Copy the material word for word, from the line containing "Could you please outline every instance of the horse's" through the end of the material, including both ends.

**GIVEN DATA**.
● ● ●

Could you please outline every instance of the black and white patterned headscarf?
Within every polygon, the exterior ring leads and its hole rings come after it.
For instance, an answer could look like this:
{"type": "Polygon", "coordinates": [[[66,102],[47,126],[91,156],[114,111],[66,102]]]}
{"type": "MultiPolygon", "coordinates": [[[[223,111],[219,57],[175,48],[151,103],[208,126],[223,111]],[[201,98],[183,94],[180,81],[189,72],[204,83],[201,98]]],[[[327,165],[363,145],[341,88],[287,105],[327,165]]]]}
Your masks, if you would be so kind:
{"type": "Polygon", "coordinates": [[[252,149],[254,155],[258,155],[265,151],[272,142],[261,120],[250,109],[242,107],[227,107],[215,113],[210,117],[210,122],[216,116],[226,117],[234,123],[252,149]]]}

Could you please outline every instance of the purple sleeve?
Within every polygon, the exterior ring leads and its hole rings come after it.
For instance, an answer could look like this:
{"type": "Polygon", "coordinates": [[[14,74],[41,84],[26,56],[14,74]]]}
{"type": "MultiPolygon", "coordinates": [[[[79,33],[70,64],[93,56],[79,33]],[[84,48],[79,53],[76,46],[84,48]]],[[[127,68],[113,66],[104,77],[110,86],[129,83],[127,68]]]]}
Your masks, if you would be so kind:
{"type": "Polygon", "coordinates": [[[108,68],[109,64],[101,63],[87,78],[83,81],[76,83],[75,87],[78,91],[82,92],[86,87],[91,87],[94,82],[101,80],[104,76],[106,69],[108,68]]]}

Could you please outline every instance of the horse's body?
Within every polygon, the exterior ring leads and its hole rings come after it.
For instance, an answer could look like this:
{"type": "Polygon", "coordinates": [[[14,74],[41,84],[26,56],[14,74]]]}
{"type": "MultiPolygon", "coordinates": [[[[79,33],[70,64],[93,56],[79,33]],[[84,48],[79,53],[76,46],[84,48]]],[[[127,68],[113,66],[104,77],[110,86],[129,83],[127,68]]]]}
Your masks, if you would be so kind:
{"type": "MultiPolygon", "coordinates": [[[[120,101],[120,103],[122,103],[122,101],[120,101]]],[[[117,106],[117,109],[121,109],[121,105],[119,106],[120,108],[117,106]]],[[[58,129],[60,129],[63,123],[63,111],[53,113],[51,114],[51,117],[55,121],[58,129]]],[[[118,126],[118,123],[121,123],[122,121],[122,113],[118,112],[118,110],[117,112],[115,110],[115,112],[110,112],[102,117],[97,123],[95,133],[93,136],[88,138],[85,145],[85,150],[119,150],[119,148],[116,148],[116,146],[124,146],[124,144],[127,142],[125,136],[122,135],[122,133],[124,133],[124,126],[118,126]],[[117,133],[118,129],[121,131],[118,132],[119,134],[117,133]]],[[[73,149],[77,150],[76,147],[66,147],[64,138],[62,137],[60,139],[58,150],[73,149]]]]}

● ● ●

**EXPECTED ANSWER**.
Could you please outline every instance of the horse's body?
Within every polygon, the exterior ring leads and its hole rings come after it.
For instance, an answer could look like this:
{"type": "Polygon", "coordinates": [[[14,74],[41,84],[26,56],[14,74]]]}
{"type": "MultiPolygon", "coordinates": [[[[79,33],[70,64],[93,56],[79,33]],[[84,48],[79,53],[76,46],[84,48]]],[[[127,68],[113,66],[104,77],[110,86],[129,83],[127,68]]]]}
Your masks, if you would be so kind:
{"type": "MultiPolygon", "coordinates": [[[[120,101],[120,103],[122,103],[122,101],[120,101]]],[[[117,106],[117,109],[121,109],[121,105],[119,106],[120,108],[117,106]]],[[[58,129],[60,129],[63,123],[63,111],[53,113],[51,114],[51,117],[55,121],[58,129]]],[[[118,126],[118,123],[121,123],[122,121],[122,113],[118,112],[118,110],[117,112],[115,110],[115,112],[110,112],[102,117],[97,123],[95,133],[93,136],[88,138],[85,145],[85,150],[119,150],[119,148],[116,148],[116,146],[124,146],[124,144],[127,142],[125,136],[122,135],[122,133],[124,133],[124,126],[118,126]],[[117,133],[118,129],[121,131],[118,132],[119,134],[117,133]]],[[[73,149],[77,150],[76,147],[66,147],[64,138],[62,137],[60,139],[58,150],[73,149]]]]}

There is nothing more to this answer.